▶ **What to do**:
Please report how many lines of the data include the word "hooded", with the number as the entire reply.

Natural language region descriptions
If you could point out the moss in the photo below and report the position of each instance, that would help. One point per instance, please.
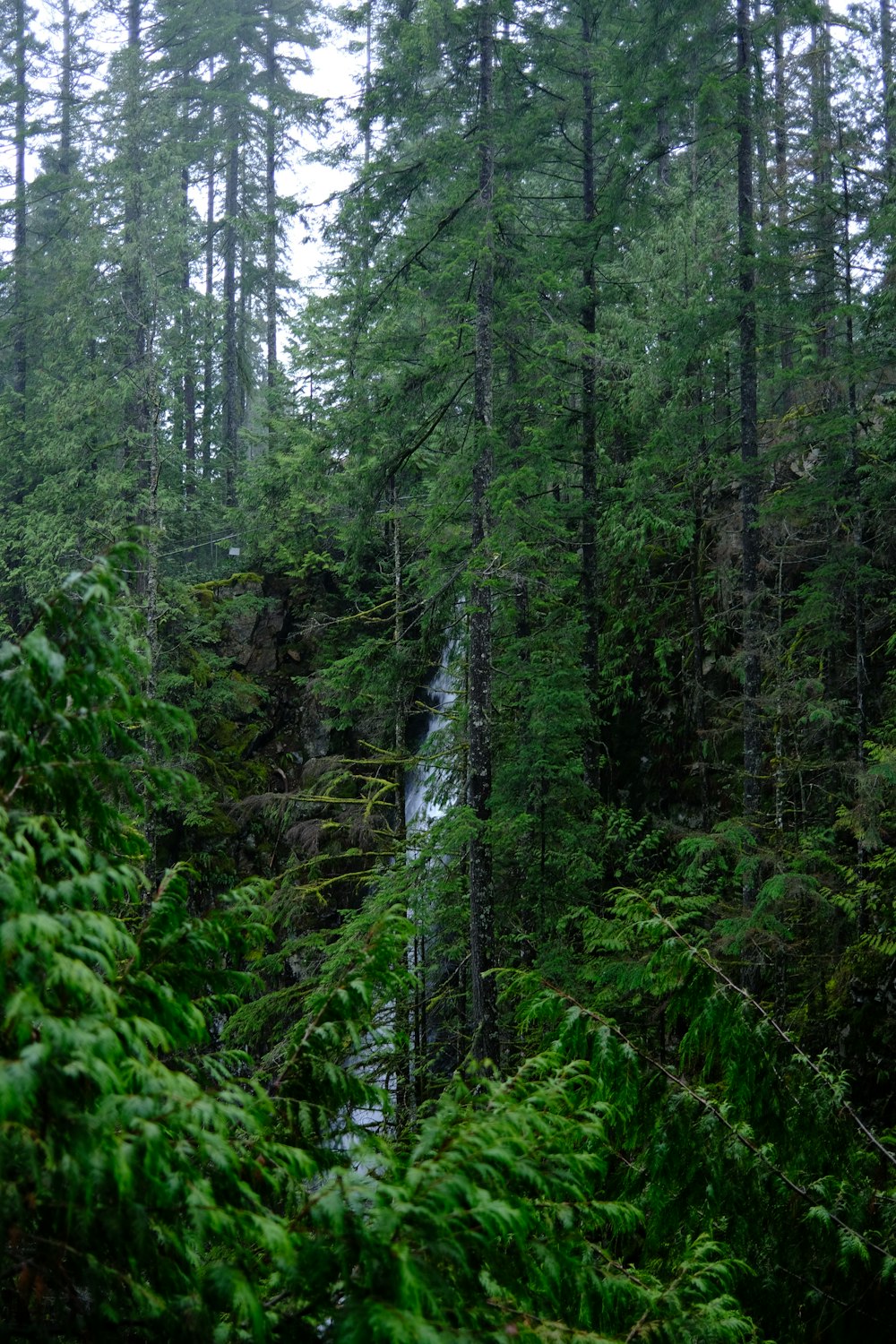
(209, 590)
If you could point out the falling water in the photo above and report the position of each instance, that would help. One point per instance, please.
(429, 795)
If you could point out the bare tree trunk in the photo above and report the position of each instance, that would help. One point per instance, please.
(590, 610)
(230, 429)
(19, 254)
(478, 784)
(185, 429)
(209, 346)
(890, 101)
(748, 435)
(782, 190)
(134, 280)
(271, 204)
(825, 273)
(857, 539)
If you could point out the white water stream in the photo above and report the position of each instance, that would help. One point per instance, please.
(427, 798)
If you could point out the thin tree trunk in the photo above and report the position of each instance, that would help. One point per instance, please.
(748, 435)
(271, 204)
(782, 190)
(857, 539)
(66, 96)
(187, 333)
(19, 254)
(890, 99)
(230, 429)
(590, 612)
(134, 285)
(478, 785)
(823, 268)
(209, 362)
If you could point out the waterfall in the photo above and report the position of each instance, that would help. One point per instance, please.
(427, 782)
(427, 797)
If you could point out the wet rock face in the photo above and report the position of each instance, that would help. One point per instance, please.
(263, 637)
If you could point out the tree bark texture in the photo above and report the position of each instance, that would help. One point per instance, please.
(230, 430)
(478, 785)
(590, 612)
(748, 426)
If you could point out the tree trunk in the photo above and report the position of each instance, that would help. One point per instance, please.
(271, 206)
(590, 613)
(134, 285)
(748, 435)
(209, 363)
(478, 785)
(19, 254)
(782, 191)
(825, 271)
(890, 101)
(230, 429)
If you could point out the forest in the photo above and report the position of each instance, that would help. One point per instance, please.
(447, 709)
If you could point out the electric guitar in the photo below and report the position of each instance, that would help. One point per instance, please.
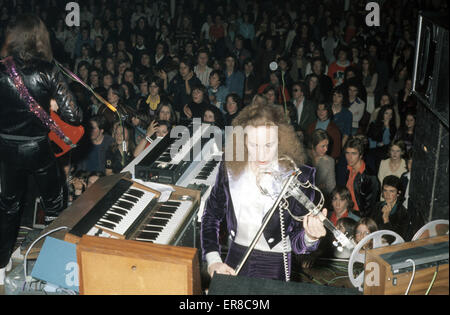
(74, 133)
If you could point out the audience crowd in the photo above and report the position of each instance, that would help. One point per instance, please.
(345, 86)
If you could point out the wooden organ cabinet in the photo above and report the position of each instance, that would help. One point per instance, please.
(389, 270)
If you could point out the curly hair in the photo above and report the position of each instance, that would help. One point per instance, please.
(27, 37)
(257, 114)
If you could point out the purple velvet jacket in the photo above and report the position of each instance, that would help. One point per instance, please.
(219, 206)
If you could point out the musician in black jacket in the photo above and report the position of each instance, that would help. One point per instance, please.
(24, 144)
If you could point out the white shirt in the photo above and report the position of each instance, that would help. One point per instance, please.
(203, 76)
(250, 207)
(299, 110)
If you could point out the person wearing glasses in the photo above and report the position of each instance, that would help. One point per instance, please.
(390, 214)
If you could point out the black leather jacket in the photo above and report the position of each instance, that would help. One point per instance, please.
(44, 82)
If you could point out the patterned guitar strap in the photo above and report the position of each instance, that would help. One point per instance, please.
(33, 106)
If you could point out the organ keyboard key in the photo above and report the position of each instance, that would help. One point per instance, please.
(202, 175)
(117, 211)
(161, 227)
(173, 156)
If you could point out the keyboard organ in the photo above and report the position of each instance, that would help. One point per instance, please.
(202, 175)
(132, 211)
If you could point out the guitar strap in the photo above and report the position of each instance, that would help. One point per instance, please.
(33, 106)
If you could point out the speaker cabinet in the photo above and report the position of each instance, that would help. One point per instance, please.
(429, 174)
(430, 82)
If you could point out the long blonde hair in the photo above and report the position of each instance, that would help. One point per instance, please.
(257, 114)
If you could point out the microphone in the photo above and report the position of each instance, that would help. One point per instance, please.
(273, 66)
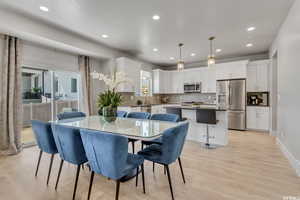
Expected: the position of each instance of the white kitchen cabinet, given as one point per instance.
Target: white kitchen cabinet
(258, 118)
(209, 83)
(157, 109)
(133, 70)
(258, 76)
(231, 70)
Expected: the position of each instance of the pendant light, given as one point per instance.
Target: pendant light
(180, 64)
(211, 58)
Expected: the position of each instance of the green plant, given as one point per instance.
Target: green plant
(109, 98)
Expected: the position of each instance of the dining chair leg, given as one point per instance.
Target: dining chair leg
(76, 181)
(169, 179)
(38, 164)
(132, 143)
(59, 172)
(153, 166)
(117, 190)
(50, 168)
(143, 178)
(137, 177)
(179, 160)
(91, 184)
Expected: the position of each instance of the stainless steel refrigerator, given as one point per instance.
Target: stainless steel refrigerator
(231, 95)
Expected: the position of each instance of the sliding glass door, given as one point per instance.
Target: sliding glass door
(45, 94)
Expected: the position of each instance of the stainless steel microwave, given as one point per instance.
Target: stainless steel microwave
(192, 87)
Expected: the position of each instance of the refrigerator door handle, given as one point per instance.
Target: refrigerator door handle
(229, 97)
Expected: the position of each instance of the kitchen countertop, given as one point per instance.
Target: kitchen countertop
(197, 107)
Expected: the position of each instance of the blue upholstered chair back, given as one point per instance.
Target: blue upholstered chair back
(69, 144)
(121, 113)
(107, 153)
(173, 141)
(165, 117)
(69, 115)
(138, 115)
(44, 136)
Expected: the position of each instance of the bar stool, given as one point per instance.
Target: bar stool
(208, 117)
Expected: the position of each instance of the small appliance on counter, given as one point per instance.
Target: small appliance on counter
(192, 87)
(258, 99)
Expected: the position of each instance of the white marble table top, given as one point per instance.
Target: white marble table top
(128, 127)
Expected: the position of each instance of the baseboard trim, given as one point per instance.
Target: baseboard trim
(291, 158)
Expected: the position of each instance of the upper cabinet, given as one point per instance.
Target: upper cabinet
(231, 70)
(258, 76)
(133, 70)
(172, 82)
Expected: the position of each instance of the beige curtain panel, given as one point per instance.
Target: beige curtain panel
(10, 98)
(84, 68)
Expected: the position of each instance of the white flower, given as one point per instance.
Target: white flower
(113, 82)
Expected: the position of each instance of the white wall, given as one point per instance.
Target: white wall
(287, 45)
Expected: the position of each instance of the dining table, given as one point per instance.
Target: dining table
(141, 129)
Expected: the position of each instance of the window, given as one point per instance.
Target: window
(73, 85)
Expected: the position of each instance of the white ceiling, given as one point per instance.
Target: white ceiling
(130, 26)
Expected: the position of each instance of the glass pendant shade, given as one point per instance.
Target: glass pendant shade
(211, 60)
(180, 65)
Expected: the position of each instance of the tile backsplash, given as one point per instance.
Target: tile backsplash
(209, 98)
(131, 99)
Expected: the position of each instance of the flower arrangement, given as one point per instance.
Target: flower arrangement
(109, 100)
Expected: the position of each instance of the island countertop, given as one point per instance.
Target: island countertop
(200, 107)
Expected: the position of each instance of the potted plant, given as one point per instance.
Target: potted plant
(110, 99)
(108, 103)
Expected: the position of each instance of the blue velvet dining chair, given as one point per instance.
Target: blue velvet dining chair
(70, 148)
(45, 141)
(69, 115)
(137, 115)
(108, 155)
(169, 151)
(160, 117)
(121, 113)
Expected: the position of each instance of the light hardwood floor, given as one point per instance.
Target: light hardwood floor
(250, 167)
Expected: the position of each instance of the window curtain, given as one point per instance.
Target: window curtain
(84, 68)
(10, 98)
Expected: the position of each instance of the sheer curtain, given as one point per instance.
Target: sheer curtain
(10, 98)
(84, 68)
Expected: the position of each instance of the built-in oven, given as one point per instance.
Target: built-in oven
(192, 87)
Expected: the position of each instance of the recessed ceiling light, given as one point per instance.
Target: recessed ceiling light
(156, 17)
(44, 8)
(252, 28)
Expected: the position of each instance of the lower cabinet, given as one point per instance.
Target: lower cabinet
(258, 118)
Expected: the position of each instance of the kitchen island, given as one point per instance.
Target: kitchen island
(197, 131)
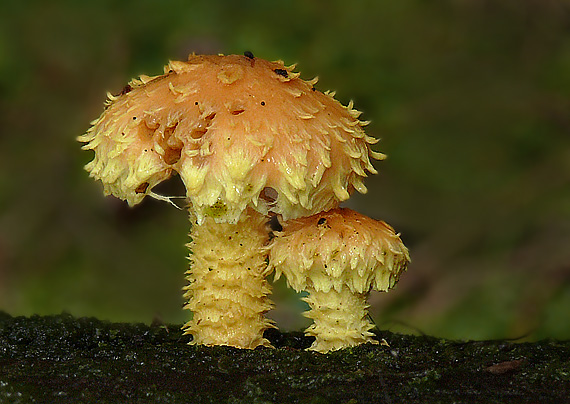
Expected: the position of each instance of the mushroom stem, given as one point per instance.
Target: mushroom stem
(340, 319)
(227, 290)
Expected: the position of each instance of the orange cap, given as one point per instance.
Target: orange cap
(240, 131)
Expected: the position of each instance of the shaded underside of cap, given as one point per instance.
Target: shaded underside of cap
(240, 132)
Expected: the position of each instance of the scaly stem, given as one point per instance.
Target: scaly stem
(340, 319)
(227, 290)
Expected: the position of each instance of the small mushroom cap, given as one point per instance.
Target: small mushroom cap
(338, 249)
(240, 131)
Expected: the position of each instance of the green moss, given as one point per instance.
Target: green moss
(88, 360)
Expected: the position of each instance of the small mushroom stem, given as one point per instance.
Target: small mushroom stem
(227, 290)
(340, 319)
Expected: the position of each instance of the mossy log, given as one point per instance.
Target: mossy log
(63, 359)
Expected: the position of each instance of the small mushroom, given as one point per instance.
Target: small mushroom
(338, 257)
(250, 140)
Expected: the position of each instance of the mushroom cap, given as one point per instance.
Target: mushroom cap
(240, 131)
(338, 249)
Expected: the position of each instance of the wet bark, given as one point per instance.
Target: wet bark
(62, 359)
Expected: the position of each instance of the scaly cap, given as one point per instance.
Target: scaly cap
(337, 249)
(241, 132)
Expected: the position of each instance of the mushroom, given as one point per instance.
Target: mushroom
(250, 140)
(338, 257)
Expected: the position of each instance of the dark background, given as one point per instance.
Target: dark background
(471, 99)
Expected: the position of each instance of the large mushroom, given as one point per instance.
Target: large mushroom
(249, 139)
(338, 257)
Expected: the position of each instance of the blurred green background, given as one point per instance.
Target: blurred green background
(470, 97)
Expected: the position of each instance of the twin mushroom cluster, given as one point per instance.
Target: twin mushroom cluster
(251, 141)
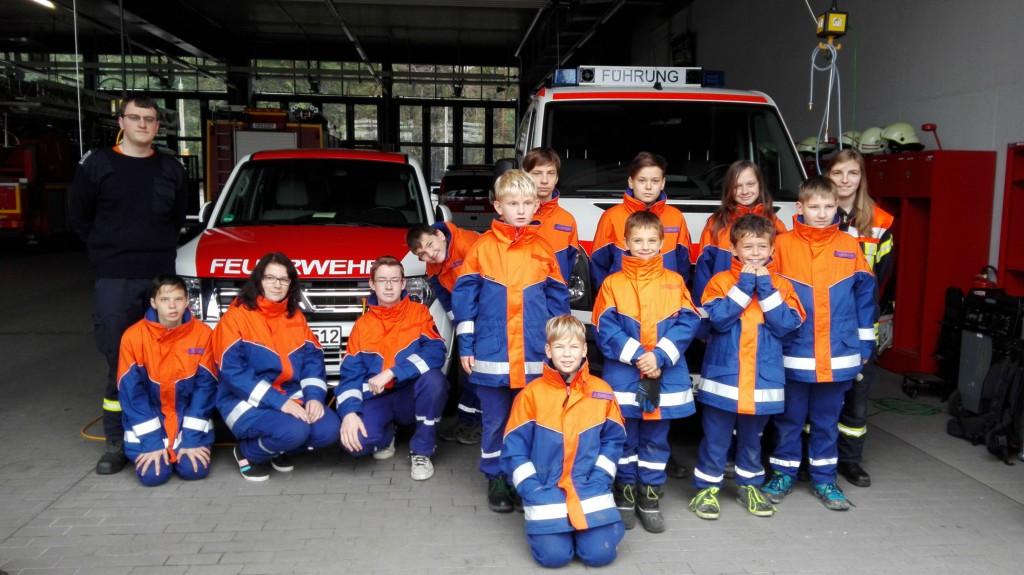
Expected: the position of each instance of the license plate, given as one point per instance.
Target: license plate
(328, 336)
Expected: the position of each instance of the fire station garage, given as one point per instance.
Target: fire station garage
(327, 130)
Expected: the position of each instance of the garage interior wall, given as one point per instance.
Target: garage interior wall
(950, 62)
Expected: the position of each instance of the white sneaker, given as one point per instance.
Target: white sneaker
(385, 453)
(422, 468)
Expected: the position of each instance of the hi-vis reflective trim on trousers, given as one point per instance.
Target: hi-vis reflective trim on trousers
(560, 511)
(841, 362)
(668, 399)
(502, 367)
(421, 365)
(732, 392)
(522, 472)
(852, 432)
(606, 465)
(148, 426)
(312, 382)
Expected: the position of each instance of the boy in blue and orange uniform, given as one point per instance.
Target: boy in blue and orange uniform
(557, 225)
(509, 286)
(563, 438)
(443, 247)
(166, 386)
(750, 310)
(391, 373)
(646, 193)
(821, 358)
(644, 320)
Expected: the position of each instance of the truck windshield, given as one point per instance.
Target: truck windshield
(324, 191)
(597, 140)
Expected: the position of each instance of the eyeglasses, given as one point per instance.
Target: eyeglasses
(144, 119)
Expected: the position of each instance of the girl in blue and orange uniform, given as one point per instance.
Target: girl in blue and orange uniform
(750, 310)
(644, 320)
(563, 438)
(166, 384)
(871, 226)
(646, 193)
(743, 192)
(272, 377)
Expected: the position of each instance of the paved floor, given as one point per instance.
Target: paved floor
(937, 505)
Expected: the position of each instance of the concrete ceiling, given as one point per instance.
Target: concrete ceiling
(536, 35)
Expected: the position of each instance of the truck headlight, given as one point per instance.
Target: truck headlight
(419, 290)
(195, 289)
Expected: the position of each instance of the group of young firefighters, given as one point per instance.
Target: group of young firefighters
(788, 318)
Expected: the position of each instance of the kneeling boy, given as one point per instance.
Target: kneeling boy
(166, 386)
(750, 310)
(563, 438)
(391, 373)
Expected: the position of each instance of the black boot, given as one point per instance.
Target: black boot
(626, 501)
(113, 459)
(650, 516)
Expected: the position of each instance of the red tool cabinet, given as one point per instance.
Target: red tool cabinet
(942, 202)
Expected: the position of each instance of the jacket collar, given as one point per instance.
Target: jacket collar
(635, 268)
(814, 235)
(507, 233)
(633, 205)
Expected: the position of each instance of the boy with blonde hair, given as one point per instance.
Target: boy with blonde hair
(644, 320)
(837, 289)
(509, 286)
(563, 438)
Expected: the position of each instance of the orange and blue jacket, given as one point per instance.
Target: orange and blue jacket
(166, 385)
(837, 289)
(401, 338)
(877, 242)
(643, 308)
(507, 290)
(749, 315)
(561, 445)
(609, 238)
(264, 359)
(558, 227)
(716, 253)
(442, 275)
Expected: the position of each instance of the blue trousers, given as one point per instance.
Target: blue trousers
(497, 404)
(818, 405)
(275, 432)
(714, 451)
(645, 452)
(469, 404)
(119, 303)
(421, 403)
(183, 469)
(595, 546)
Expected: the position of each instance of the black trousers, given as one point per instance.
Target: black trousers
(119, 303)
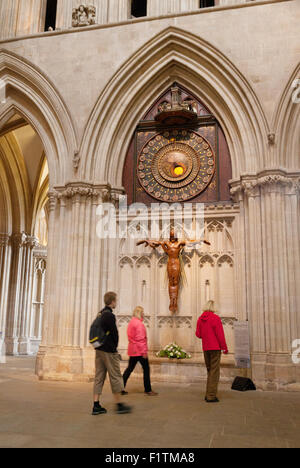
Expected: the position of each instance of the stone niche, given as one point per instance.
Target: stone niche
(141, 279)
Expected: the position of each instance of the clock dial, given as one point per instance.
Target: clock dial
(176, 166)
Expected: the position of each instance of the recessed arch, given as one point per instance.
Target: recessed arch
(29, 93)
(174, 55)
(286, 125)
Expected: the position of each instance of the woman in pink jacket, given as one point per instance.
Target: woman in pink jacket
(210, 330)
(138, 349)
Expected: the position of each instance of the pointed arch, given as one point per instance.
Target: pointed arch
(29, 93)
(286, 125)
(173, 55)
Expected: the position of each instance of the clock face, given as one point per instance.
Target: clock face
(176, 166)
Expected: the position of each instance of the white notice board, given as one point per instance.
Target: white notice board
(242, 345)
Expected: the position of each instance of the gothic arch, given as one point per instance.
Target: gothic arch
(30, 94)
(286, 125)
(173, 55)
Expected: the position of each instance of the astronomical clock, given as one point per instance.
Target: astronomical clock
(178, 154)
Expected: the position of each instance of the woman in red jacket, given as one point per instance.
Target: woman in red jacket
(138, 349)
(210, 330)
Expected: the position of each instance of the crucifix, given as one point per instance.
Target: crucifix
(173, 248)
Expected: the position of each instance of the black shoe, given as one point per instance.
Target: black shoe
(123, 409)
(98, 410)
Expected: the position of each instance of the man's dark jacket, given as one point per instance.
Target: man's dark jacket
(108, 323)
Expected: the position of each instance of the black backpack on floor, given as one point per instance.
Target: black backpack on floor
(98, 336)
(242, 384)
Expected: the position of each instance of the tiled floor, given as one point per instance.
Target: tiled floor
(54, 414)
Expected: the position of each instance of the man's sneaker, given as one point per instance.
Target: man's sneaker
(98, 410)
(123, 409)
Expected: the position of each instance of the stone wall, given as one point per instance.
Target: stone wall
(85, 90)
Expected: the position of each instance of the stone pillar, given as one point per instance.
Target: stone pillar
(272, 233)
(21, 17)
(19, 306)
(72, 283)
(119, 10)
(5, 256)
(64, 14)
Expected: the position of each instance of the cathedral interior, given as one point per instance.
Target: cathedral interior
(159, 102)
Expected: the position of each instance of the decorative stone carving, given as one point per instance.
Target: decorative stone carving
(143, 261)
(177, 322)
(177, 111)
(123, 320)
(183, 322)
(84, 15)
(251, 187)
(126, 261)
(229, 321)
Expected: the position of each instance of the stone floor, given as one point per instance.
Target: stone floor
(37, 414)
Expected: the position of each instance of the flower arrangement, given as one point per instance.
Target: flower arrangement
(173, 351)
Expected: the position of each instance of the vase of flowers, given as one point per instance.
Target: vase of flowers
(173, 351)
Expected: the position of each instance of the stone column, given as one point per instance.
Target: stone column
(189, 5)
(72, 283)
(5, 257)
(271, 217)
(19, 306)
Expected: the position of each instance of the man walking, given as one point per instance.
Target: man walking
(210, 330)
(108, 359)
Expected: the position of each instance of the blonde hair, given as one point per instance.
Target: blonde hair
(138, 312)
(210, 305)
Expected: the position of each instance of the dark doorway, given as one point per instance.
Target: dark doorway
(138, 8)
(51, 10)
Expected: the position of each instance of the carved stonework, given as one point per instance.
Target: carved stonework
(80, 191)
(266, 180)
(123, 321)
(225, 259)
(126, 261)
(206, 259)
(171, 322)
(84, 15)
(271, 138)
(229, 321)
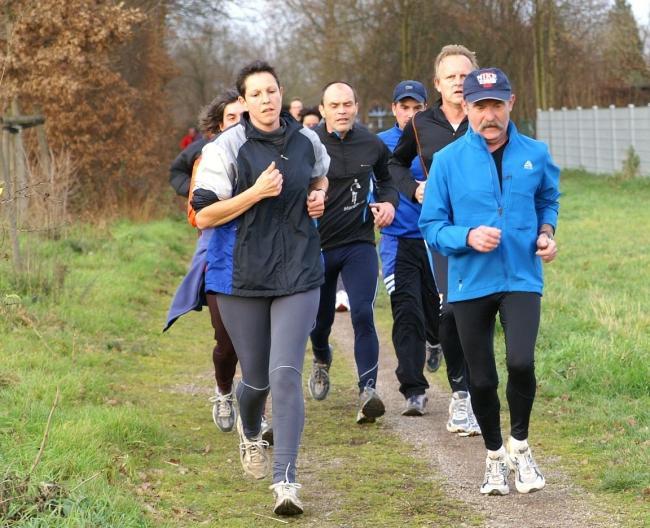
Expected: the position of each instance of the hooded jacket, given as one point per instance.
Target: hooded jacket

▶ **Completed exercise**:
2